- Goal:
Count the lines in the records below that contain the word "blue", and reply with that number alone.

- Entries:
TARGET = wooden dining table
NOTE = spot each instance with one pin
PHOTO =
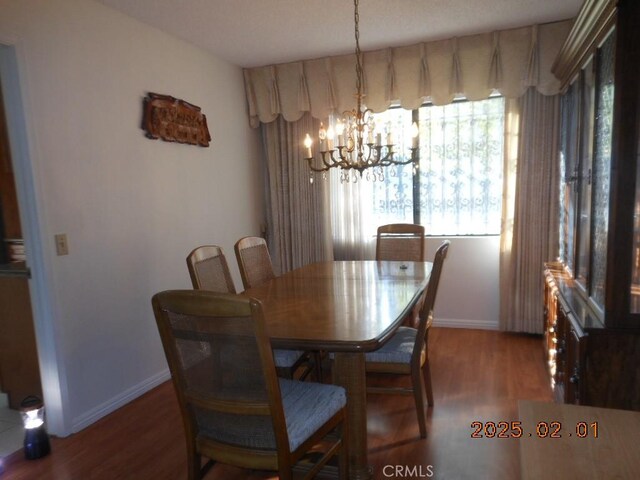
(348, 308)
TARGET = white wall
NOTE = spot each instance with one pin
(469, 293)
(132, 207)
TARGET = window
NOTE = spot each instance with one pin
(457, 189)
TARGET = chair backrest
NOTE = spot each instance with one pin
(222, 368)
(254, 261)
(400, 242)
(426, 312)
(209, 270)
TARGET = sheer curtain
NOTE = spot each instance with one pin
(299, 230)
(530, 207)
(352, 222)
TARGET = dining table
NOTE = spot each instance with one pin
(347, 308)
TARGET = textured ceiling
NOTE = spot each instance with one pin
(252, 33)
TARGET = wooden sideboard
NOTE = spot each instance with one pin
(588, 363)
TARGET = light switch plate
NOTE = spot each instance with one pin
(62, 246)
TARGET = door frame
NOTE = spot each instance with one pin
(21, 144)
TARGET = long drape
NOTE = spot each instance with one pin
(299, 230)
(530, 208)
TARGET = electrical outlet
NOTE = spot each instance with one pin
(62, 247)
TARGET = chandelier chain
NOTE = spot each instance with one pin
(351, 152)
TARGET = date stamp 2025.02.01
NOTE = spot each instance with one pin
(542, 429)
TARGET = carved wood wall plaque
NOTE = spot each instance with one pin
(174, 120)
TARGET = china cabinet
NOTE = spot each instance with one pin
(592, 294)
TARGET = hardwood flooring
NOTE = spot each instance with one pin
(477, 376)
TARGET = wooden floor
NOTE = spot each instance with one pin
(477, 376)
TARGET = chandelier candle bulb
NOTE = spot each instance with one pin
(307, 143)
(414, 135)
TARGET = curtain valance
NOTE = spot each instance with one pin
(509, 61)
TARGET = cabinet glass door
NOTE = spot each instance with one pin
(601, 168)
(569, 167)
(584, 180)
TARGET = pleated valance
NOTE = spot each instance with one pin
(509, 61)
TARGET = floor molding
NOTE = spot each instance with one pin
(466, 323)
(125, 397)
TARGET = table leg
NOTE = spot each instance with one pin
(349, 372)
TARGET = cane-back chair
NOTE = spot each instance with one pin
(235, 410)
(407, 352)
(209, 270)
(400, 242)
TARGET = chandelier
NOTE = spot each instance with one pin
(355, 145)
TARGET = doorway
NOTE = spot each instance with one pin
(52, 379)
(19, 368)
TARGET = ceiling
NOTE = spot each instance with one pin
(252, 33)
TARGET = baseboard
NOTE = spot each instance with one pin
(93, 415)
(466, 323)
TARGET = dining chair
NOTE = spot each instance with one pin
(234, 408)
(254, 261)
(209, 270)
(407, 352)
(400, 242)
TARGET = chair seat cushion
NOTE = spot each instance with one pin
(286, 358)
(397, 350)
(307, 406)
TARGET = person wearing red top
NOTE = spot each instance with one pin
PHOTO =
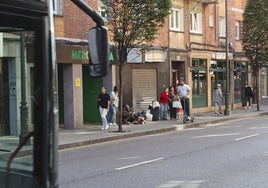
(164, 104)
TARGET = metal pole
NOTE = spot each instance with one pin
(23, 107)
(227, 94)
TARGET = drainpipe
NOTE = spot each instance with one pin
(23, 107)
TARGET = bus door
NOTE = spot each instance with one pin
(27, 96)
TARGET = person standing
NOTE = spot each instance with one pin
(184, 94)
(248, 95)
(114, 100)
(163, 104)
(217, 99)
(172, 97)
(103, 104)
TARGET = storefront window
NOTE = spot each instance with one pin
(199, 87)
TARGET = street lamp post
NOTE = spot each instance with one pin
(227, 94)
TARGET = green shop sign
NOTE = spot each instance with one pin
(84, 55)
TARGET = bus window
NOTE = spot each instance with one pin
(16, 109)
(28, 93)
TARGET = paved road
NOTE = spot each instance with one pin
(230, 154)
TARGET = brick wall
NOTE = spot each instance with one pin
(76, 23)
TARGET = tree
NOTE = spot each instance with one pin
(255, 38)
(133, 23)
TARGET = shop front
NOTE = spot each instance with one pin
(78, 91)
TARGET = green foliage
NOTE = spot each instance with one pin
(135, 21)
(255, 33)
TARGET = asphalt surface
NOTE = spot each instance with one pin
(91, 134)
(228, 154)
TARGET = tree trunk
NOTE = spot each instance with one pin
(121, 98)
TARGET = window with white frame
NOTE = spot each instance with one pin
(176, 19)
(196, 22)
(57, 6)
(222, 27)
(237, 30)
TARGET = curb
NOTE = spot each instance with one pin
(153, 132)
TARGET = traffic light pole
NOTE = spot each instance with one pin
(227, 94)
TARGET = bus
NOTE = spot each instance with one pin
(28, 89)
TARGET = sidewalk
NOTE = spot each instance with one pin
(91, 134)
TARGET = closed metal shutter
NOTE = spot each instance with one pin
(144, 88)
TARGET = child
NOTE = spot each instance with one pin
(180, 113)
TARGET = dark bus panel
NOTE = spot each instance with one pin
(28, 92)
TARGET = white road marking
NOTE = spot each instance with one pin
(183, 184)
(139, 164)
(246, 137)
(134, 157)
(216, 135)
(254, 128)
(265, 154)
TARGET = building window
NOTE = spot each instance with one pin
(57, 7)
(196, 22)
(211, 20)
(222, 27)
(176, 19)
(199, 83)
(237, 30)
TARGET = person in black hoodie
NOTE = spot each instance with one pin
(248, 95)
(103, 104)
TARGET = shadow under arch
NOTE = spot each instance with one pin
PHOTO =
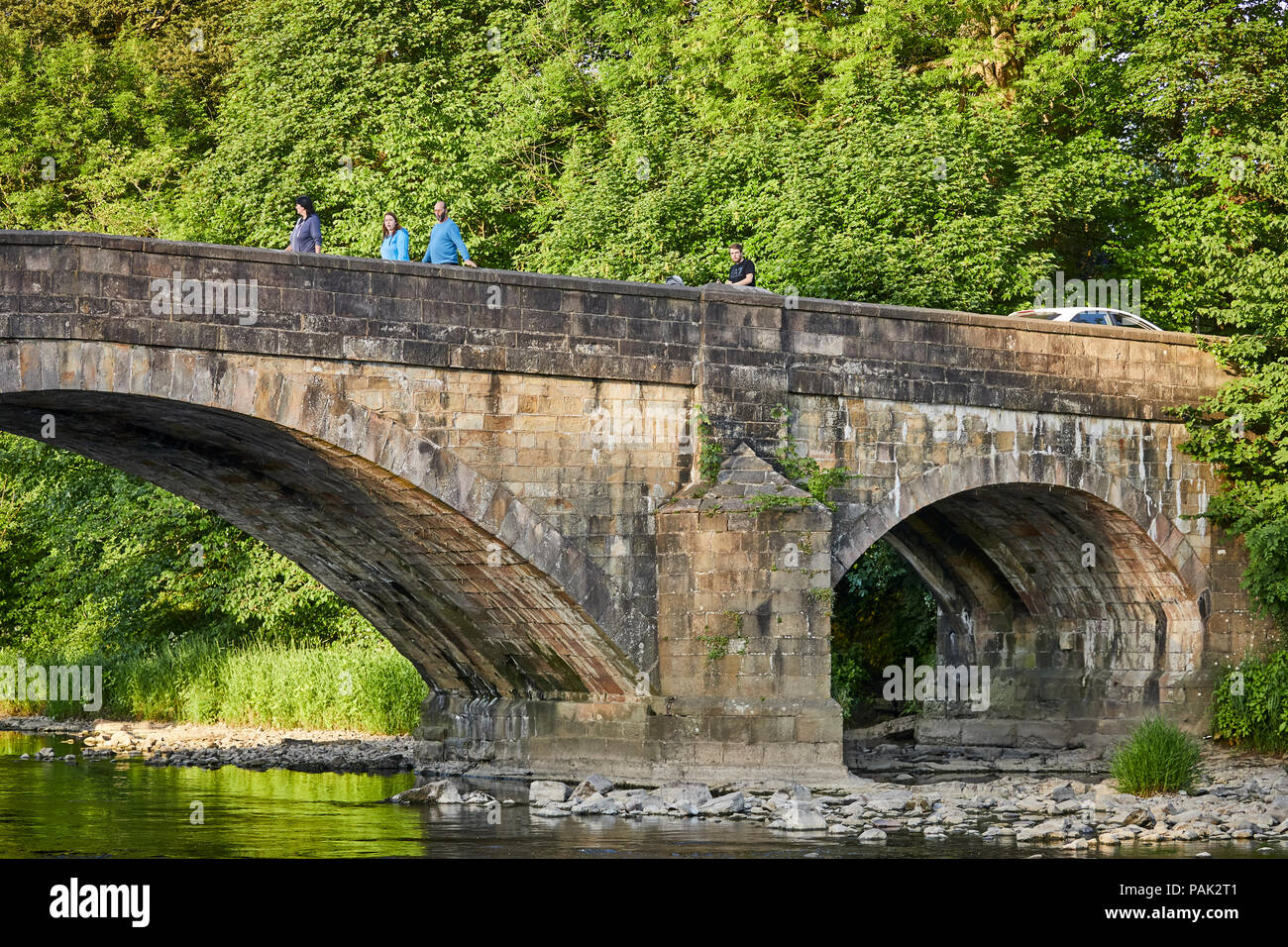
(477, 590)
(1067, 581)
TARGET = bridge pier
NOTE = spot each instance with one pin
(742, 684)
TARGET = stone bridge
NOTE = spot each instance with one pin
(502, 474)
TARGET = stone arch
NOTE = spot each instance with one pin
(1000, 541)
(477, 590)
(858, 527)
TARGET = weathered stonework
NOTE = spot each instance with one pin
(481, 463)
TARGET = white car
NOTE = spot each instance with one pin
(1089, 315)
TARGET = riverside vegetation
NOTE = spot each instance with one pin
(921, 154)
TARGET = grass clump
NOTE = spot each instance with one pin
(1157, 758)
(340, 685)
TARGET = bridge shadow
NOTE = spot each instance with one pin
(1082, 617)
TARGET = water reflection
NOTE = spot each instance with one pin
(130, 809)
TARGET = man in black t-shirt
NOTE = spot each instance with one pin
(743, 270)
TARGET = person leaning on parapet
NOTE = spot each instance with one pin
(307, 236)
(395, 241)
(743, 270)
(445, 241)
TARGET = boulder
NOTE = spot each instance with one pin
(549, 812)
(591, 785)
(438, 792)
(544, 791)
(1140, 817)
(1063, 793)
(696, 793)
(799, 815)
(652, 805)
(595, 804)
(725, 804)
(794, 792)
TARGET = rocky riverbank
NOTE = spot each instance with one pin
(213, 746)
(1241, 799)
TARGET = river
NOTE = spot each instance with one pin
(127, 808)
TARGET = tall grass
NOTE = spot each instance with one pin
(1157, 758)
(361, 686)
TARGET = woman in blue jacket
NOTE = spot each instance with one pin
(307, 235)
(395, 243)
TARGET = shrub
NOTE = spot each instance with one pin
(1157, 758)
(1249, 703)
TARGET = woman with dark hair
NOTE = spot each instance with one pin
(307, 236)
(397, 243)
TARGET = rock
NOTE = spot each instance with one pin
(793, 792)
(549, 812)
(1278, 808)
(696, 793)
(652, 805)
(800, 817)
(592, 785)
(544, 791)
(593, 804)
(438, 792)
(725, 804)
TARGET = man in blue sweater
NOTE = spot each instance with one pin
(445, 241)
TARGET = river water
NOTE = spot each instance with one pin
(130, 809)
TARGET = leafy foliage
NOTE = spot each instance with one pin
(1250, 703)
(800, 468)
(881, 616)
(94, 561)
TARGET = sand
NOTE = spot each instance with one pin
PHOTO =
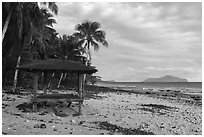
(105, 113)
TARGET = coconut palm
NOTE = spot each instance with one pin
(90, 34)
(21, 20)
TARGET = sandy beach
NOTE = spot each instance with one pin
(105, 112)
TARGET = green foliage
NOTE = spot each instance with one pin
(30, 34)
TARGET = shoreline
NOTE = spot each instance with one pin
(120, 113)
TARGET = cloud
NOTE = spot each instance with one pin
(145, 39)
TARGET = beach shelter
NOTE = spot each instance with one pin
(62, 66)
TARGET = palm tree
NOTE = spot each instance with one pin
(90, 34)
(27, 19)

* * *

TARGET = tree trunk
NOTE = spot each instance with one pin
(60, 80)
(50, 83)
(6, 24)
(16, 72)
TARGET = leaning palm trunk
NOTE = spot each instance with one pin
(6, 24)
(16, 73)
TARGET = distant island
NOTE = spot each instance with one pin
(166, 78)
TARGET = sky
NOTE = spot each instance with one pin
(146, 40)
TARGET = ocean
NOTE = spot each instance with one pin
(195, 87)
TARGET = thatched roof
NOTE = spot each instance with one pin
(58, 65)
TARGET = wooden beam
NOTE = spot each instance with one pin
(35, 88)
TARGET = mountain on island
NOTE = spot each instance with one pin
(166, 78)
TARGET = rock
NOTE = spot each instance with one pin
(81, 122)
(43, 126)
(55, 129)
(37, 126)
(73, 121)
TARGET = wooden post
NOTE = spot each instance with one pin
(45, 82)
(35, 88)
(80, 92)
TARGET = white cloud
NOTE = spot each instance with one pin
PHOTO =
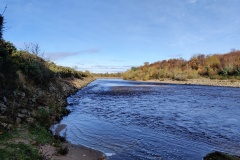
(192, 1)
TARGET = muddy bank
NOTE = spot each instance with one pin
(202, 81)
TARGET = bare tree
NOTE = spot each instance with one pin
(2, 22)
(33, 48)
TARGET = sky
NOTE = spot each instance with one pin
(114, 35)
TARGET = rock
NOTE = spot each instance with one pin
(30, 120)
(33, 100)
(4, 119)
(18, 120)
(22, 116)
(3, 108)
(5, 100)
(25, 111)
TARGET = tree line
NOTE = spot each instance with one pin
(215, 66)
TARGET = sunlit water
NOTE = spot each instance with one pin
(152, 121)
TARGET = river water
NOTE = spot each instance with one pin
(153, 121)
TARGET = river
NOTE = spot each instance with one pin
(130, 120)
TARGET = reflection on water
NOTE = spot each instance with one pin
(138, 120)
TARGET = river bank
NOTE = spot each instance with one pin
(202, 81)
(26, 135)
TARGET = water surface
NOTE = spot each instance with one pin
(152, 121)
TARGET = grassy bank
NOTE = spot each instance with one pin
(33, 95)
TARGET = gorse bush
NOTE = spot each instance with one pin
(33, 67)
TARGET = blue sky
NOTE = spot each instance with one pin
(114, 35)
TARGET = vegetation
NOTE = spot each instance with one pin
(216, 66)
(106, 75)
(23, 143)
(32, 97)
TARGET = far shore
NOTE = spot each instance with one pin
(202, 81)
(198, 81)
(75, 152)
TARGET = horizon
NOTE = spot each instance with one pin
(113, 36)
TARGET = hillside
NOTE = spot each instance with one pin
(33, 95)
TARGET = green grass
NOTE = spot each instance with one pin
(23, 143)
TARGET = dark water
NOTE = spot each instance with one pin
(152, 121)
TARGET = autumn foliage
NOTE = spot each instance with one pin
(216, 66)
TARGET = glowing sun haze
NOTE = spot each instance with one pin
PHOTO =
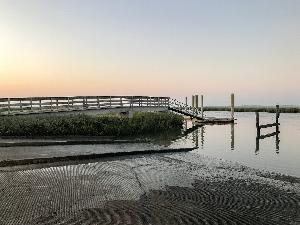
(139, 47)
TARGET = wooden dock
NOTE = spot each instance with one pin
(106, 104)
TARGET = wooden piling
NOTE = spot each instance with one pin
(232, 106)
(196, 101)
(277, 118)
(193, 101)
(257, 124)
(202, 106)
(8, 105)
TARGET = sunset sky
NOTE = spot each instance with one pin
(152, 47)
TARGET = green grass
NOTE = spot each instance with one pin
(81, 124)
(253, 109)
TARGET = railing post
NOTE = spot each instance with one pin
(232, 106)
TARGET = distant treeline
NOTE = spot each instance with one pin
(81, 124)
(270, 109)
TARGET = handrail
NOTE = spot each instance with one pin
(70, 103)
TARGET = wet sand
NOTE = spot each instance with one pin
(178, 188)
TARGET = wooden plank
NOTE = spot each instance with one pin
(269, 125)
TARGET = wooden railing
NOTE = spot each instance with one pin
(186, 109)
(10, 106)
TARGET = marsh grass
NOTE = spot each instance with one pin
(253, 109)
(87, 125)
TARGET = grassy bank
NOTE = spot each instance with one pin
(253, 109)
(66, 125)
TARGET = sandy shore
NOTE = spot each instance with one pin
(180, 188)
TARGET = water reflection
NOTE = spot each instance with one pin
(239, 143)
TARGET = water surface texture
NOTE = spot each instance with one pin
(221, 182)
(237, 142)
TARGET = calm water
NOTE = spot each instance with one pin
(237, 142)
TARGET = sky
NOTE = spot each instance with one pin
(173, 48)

...

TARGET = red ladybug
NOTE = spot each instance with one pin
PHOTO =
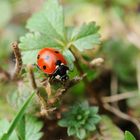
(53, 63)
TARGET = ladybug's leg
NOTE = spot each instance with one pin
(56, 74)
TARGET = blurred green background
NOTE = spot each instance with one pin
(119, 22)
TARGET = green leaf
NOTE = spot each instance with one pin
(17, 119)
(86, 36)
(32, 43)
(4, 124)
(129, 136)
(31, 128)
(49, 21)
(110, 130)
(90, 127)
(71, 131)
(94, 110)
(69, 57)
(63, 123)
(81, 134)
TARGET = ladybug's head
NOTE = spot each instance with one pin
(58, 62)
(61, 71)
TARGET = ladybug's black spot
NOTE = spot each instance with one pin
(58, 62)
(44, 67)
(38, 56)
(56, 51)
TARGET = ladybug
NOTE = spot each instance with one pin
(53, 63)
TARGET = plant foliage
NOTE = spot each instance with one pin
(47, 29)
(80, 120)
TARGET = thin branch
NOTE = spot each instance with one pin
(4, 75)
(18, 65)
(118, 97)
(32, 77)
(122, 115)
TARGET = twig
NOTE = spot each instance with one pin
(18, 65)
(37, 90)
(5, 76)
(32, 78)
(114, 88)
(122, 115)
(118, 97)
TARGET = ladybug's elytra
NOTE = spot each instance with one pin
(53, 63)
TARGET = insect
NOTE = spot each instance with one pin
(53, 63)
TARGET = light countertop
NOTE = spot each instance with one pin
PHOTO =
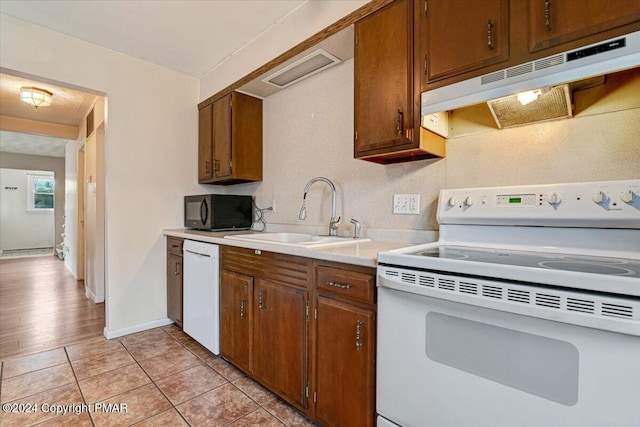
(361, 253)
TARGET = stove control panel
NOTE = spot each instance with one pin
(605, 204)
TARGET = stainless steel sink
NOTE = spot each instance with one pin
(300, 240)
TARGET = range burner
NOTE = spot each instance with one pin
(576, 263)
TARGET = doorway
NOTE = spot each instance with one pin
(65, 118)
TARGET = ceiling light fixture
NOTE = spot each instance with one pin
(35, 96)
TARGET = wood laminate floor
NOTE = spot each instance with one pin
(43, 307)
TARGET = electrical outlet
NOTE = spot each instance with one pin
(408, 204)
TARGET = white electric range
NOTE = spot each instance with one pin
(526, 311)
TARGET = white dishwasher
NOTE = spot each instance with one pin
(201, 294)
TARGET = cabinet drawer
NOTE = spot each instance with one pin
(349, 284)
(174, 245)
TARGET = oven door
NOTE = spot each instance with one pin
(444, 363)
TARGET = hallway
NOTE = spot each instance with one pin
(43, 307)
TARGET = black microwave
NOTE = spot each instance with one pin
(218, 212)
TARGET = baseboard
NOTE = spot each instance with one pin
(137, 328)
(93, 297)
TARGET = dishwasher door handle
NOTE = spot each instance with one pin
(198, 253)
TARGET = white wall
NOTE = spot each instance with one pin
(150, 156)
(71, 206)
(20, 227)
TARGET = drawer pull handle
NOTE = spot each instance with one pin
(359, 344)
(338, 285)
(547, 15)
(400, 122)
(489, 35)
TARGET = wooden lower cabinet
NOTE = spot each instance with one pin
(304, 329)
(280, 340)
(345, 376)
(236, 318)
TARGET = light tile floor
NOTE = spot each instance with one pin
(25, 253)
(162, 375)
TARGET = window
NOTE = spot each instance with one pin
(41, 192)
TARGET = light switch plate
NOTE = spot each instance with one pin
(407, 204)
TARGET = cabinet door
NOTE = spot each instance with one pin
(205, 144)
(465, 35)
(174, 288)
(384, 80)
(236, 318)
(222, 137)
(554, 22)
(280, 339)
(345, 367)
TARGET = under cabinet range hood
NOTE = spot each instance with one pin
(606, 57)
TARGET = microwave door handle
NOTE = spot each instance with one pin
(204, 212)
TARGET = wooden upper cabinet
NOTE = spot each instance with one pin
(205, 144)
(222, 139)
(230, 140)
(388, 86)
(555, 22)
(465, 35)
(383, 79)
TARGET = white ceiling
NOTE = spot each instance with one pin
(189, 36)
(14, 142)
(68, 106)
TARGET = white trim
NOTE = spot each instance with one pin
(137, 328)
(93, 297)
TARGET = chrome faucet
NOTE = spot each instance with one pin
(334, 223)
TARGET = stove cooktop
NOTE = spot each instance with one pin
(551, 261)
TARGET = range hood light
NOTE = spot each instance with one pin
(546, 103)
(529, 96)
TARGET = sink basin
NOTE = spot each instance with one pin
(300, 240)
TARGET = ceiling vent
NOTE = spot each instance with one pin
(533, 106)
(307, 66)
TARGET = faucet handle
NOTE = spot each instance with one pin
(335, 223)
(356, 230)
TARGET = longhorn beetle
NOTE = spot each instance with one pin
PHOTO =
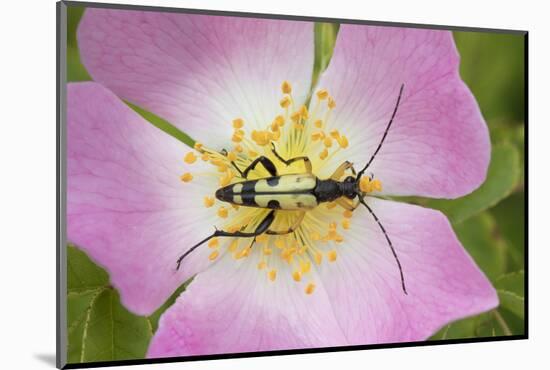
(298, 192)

- Expected answer:
3